___ SOURCE MATERIAL ___

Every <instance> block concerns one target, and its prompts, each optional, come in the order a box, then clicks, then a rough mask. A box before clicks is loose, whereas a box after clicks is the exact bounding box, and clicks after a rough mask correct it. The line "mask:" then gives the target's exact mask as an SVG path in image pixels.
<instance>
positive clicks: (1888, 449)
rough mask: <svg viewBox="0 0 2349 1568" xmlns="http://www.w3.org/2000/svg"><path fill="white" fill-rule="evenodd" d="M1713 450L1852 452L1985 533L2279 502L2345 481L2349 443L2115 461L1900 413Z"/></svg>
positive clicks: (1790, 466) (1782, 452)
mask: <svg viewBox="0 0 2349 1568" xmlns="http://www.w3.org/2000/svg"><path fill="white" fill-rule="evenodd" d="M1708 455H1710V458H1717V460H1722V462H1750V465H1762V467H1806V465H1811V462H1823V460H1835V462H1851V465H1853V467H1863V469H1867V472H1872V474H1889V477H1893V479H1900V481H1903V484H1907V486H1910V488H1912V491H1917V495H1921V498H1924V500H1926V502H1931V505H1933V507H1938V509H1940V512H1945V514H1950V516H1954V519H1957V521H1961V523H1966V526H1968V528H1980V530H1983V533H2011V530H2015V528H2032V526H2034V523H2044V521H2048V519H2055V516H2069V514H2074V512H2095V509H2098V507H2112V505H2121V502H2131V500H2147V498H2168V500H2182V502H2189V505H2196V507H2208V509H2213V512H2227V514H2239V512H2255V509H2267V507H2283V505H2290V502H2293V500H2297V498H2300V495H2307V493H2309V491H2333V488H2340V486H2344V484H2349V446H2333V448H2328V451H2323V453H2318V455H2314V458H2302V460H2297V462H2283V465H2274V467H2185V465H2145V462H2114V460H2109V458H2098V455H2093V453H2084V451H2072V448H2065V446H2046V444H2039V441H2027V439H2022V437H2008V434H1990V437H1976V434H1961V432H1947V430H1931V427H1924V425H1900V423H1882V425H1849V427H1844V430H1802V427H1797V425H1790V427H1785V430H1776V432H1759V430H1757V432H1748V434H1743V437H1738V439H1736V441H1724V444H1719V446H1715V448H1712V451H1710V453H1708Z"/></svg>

___

▶ _WORK TO BE COMPLETED_
Repeat the listing in full so that each line matches exactly.

▶ _ANSWER FOR THE TASK_
Every <instance> block concerns one target, and its prompts, each optional, come in the order a box, then clicks, then a rough mask. A box before clicks is loose, whereas a box after clicks is the exact bounding box, and clicks after a rough mask correct it. The line "mask:" then gives the target's exact mask as an SVG path in image pixels.
<instance>
positive clicks: (1888, 449)
rough mask: <svg viewBox="0 0 2349 1568" xmlns="http://www.w3.org/2000/svg"><path fill="white" fill-rule="evenodd" d="M1713 450L1852 452L1985 533L2279 502L2345 481L2349 443L2115 461L1900 413Z"/></svg>
positive clicks: (1790, 466) (1782, 452)
mask: <svg viewBox="0 0 2349 1568" xmlns="http://www.w3.org/2000/svg"><path fill="white" fill-rule="evenodd" d="M1708 455H1710V458H1717V460H1722V462H1750V465H1762V467H1806V465H1811V462H1823V460H1835V462H1851V465H1853V467H1863V469H1867V472H1872V474H1889V477H1893V479H1900V481H1903V484H1907V486H1910V488H1912V491H1917V495H1921V498H1924V500H1926V502H1931V505H1933V507H1938V509H1940V512H1945V514H1950V516H1954V519H1957V521H1961V523H1966V526H1968V528H1980V530H1983V533H2011V530H2015V528H2032V526H2034V523H2044V521H2048V519H2055V516H2069V514H2074V512H2095V509H2098V507H2112V505H2121V502H2131V500H2147V498H2168V500H2182V502H2189V505H2196V507H2208V509H2213V512H2227V514H2239V512H2255V509H2267V507H2283V505H2290V502H2293V500H2297V498H2300V495H2307V493H2309V491H2333V488H2340V486H2344V484H2349V446H2333V448H2328V451H2323V453H2318V455H2314V458H2302V460H2297V462H2283V465H2274V467H2185V465H2145V462H2114V460H2109V458H2098V455H2093V453H2084V451H2072V448H2065V446H2046V444H2039V441H2027V439H2022V437H2008V434H1990V437H1976V434H1961V432H1947V430H1931V427H1924V425H1900V423H1882V425H1849V427H1844V430H1802V427H1797V425H1790V427H1785V430H1776V432H1759V430H1757V432H1748V434H1743V437H1738V439H1736V441H1724V444H1719V446H1715V448H1712V451H1710V453H1708Z"/></svg>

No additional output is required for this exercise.